▶ _What the task requires_: Report each line of the entries below that includes "grass".

┄┄┄┄┄┄┄┄┄┄

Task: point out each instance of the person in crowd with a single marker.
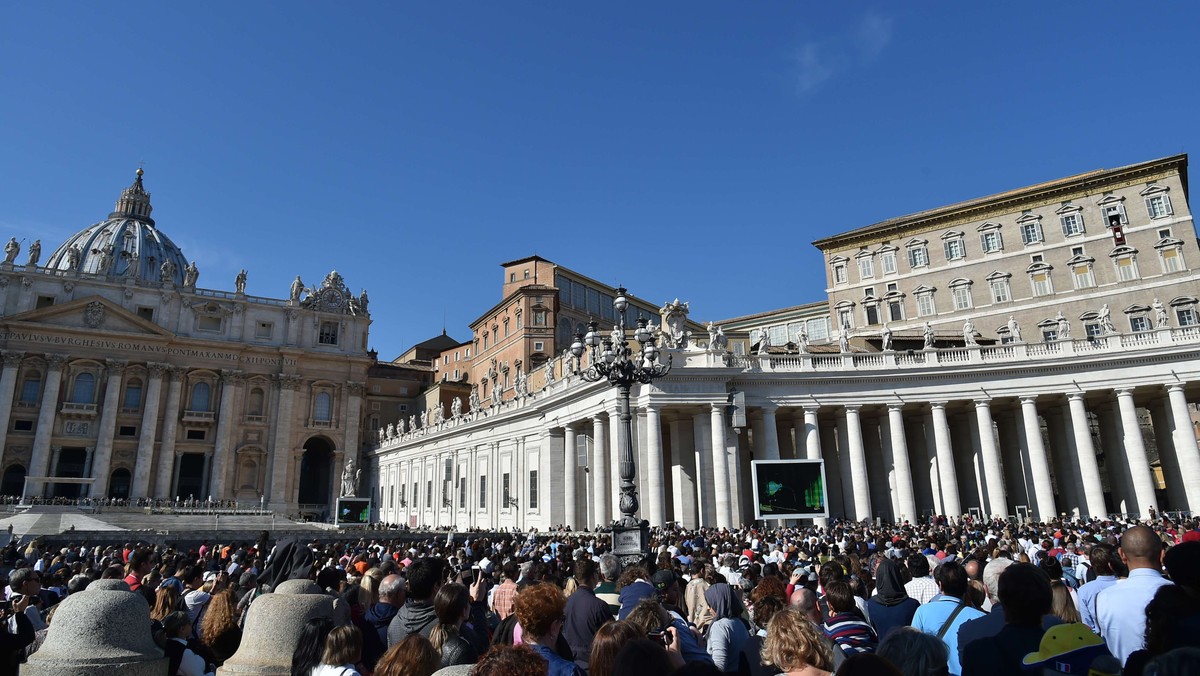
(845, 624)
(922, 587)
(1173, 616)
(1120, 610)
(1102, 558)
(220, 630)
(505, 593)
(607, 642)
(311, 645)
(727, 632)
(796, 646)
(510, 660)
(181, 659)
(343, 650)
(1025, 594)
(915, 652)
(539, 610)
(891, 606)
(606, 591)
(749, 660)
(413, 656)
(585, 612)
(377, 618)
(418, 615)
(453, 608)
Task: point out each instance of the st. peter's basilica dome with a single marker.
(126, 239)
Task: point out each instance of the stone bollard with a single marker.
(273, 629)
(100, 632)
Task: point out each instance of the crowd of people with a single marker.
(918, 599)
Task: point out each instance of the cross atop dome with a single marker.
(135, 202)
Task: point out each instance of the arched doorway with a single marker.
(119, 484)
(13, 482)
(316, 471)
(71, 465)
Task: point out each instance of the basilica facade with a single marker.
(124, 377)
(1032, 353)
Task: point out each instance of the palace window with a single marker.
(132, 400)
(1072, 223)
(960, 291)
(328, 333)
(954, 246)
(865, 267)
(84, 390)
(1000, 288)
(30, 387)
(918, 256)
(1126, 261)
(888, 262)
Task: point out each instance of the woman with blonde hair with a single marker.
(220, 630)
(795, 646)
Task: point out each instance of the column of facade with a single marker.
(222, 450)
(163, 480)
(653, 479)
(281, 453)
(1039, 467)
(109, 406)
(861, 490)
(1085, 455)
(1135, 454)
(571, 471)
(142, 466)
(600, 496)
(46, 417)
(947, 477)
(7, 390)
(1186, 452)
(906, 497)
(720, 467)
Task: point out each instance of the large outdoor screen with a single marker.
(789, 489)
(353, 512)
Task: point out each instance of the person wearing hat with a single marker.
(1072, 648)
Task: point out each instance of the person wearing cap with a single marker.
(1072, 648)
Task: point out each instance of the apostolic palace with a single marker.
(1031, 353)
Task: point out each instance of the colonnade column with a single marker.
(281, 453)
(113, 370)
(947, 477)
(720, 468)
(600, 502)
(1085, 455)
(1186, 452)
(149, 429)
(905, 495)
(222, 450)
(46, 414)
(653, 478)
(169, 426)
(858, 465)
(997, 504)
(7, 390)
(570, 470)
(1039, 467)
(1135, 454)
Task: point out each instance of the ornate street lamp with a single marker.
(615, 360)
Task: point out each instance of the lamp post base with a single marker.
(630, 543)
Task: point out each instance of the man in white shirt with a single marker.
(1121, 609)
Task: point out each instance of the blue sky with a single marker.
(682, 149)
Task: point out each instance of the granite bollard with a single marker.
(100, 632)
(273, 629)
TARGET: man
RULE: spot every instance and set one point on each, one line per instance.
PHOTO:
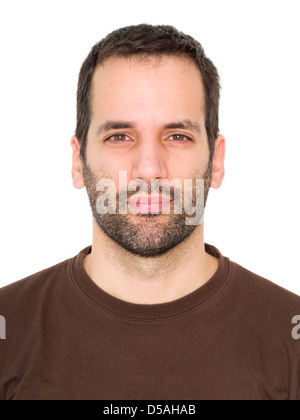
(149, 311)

┄┄┄┄┄┄┄┄┄┄

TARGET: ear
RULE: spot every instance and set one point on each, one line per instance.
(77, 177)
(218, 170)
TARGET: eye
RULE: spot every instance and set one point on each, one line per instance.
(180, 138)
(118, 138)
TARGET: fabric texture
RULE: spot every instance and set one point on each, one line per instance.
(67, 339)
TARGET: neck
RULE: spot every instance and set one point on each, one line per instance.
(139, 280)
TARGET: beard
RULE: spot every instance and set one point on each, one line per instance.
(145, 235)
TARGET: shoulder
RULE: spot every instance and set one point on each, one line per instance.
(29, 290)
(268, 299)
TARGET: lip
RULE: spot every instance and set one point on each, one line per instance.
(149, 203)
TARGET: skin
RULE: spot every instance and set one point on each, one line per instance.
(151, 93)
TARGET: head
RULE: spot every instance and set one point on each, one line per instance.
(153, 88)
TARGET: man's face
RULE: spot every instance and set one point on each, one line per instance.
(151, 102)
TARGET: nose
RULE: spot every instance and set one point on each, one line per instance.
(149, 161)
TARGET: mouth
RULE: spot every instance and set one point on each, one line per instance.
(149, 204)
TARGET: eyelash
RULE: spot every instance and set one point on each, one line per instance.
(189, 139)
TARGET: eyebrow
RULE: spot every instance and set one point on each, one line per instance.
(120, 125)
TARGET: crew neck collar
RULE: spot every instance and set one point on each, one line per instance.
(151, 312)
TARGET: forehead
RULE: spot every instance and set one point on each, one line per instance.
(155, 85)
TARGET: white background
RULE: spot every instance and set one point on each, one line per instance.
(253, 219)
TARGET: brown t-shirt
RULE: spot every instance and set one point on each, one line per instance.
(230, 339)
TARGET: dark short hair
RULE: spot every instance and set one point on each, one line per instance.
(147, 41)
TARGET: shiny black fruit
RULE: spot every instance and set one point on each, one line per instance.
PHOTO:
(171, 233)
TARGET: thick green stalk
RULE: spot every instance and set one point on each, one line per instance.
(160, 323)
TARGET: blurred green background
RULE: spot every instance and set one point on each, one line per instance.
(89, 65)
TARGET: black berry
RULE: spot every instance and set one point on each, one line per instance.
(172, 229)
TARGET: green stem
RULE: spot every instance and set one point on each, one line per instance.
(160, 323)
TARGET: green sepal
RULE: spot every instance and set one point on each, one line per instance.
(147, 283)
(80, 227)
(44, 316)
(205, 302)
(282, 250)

┄┄┄┄┄┄┄┄┄┄

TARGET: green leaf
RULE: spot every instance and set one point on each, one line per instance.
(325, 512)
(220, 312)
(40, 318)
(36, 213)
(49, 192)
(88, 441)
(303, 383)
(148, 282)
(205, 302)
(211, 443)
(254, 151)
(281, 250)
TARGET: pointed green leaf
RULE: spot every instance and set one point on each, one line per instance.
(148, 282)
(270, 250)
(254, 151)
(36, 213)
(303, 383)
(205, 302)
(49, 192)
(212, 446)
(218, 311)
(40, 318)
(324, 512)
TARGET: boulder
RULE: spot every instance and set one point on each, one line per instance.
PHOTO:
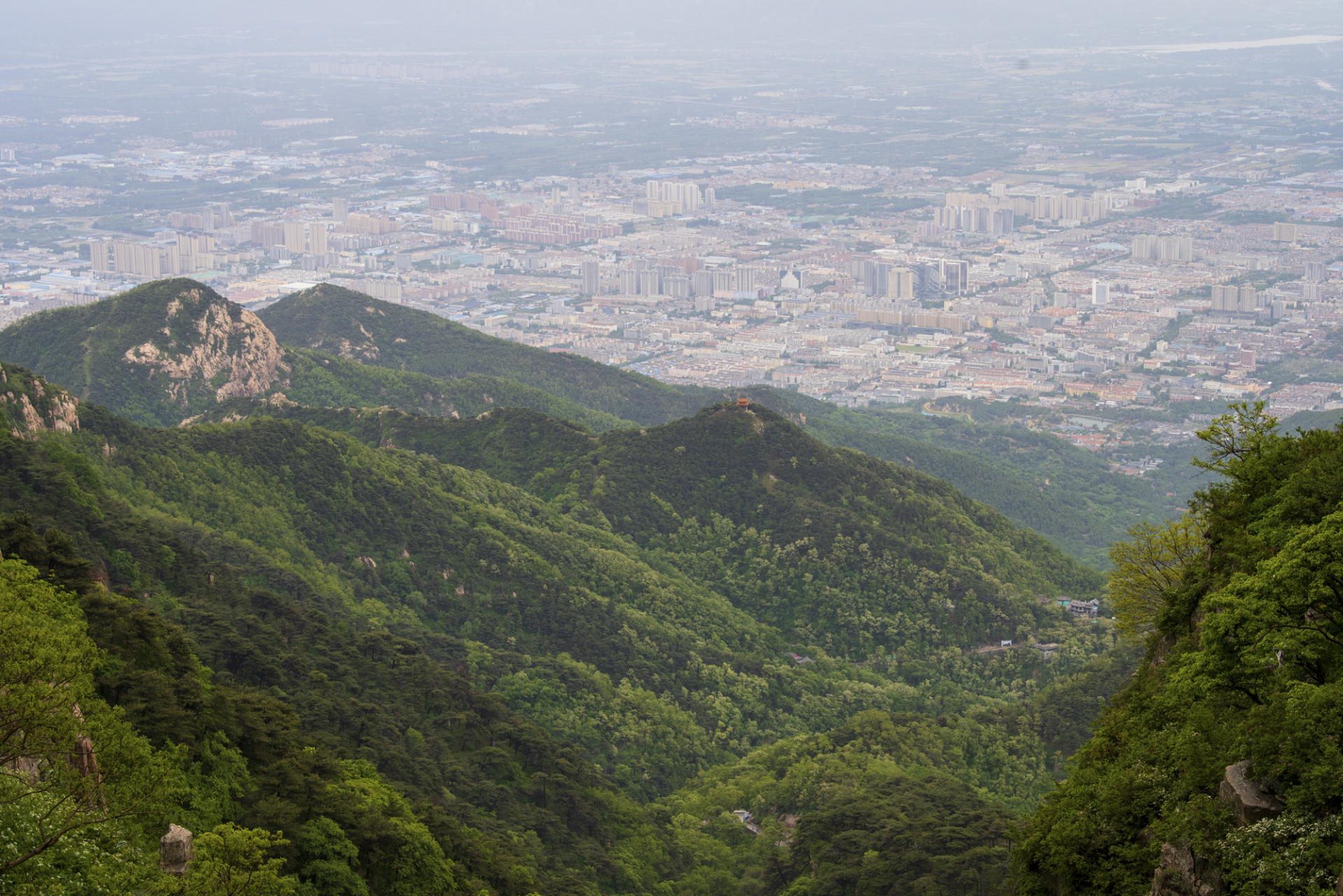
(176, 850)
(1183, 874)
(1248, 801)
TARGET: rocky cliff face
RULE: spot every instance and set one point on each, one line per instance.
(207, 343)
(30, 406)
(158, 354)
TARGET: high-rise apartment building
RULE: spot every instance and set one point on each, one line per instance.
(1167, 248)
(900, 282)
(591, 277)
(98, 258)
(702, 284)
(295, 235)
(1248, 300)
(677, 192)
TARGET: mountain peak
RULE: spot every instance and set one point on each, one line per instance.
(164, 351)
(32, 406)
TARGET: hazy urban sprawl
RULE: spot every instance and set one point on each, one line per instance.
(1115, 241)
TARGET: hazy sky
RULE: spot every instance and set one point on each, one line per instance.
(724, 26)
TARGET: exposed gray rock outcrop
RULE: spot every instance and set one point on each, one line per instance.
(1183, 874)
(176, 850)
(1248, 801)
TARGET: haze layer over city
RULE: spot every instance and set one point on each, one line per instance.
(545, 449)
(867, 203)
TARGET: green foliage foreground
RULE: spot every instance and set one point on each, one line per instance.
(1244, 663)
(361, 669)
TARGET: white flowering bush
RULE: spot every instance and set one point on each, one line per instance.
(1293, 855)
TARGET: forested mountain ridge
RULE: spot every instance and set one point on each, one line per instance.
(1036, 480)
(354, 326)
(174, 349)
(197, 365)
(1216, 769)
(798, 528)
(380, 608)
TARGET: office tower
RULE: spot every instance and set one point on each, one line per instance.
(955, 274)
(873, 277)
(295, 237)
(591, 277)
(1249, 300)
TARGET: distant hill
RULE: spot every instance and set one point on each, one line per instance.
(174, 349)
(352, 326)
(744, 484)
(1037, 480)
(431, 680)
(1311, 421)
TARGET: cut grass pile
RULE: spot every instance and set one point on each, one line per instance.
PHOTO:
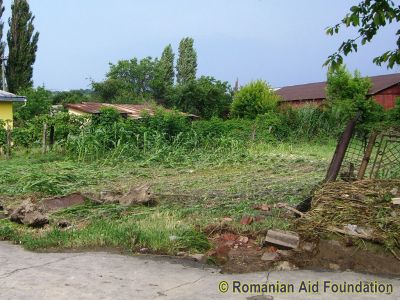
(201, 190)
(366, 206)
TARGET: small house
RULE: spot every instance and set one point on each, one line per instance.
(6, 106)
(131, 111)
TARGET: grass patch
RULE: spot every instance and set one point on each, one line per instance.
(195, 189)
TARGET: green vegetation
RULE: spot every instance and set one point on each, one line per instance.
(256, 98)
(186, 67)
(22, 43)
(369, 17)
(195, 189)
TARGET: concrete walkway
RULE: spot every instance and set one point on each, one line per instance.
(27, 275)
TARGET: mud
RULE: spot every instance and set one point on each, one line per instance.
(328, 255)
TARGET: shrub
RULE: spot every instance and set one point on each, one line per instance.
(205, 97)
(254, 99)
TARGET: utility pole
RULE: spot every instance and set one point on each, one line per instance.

┄┄┄┄┄┄┄┄┄┄

▶ _Task output_:
TARGET: cut grass pile
TARGET: grass patch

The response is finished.